*EXERCISE:*
Starting at the line with "cabinet in the photo above." and going through the last line, write those lines out again, substituting "path planner" for "flow planner" and leaving everything else the same.

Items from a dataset
○ ○ ○

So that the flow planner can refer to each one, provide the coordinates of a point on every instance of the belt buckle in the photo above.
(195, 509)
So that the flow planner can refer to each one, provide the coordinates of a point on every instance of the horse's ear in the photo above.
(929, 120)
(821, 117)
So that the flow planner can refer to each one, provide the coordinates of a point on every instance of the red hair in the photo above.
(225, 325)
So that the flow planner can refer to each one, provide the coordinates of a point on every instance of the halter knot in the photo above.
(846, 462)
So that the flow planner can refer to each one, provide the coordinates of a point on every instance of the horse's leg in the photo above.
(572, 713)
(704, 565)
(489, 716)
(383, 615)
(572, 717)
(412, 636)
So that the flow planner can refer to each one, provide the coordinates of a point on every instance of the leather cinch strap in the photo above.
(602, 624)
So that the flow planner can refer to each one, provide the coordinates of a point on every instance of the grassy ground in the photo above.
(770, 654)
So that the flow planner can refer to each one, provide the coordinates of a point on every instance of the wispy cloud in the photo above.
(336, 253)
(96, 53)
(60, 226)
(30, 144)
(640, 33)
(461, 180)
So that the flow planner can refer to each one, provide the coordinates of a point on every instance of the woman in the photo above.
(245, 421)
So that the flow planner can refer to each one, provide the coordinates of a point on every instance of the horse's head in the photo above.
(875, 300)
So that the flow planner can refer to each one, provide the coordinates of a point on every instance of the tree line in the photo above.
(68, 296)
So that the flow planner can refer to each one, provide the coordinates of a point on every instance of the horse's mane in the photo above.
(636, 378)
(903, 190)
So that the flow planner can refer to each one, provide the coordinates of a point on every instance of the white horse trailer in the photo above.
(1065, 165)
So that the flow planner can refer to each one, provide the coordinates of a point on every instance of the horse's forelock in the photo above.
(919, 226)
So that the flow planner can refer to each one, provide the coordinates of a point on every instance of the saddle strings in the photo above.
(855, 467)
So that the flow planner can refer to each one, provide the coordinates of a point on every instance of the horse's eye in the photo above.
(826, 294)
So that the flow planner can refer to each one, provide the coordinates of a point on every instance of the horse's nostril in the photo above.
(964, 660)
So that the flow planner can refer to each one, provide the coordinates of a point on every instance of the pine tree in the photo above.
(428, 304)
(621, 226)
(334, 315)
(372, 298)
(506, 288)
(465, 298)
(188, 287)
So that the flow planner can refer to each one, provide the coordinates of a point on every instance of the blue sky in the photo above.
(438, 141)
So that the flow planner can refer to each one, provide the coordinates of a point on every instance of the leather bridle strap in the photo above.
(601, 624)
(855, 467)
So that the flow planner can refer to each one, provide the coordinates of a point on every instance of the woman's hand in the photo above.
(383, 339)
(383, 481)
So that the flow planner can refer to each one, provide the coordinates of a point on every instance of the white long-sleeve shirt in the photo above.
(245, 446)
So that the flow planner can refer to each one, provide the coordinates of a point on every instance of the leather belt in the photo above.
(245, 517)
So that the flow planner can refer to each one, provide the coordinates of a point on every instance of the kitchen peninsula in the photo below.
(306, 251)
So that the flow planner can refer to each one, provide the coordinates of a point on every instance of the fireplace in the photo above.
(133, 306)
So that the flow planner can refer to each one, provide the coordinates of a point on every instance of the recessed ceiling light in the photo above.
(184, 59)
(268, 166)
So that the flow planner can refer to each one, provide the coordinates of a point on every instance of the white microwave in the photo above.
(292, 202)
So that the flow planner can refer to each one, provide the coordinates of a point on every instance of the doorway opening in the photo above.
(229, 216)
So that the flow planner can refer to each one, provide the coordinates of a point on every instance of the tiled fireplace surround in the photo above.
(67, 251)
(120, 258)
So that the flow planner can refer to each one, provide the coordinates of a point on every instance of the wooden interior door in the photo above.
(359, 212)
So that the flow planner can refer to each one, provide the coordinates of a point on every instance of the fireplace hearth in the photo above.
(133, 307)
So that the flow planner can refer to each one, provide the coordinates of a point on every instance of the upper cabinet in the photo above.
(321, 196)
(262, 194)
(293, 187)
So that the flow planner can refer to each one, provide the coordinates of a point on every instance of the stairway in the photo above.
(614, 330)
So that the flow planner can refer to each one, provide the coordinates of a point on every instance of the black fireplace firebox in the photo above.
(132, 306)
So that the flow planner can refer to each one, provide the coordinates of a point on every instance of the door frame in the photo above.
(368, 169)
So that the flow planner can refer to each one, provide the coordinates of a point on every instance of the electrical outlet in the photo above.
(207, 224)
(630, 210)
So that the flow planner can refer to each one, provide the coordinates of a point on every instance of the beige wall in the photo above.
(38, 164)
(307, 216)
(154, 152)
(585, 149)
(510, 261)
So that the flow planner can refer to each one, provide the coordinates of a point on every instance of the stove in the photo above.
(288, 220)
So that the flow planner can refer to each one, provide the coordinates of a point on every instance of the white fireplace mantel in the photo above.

○ ○ ○

*THE OUTPUT:*
So that the path planner can refer to each one, provide the coordinates of a point on every instance of the upper cabinet in the photo above.
(321, 196)
(262, 194)
(293, 187)
So that the path planner can refer to each one, provide the coordinates of a point on every instance of the stairway in the photo above.
(614, 330)
So that the path planner can refer to each one, provide the coordinates of a point on every instance of the black fireplace firebox in the photo above.
(132, 306)
So that the path planner can refer to each one, provide the coordinates of a point on every instance of the door frame in the photo above.
(368, 169)
So that the path planner can refer to each one, provide the coordinates of a point on every instance of the electrical outlet in the photo above.
(207, 224)
(630, 210)
So that the path planner can refer to each one, provide the coordinates of a point on every instance of the beige wall in the photo above.
(38, 164)
(307, 216)
(154, 152)
(585, 149)
(510, 261)
So that the path planner can refer to each one, provide the coordinates of a point on every instance of the stove in the photo above.
(288, 220)
So that the path planner can refer to each one, provide the coordinates of a point on every instance of the white fireplace mantel in the photo above.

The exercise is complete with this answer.